DATASET EXCERPTS
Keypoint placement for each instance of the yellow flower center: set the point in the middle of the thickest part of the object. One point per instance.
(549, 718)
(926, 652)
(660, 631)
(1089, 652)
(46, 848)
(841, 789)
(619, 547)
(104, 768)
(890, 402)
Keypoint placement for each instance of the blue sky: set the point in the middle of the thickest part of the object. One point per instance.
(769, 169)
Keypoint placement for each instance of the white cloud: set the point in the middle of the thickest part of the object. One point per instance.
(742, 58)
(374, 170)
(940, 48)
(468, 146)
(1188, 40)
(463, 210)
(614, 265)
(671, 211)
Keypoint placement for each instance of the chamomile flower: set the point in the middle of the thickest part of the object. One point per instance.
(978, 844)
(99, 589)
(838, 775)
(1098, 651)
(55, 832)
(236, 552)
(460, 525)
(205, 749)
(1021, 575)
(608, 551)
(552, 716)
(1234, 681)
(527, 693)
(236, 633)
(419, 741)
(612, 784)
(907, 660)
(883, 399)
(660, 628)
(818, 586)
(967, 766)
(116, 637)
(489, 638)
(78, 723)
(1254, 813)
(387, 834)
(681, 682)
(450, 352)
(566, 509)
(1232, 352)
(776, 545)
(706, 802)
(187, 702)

PROBLEM DESCRIPTION
Reproduce all of the rows above line for line, changing nothing.

EXERCISE RESPONSE
Keypoint placement for each instance of the yellow flower center: set the point in the middle of the thickest part of the object. One point per instance.
(549, 718)
(926, 652)
(660, 631)
(1089, 652)
(46, 848)
(841, 789)
(619, 547)
(104, 768)
(890, 402)
Keypoint placement for each instance of the blue sky: set the point in the middle of the thickest part of the object. One point per instance.
(769, 169)
Keypoint placement for each instance of the white cloud: set the point in the middle of the thickest part of the object. One point per instance.
(742, 58)
(374, 170)
(940, 48)
(468, 146)
(1188, 40)
(463, 210)
(614, 265)
(671, 211)
Keypoint placement for each instance of the chamomile flower: set the point in the middle of the thickest part of the object. One point per instance.
(978, 844)
(99, 589)
(838, 775)
(1098, 651)
(55, 832)
(236, 552)
(460, 525)
(205, 749)
(1021, 575)
(608, 551)
(552, 716)
(1234, 681)
(527, 693)
(236, 633)
(419, 741)
(612, 784)
(907, 660)
(883, 399)
(660, 628)
(818, 586)
(967, 766)
(116, 637)
(489, 638)
(78, 723)
(1254, 813)
(387, 834)
(681, 682)
(450, 352)
(566, 509)
(1232, 352)
(776, 545)
(706, 802)
(187, 702)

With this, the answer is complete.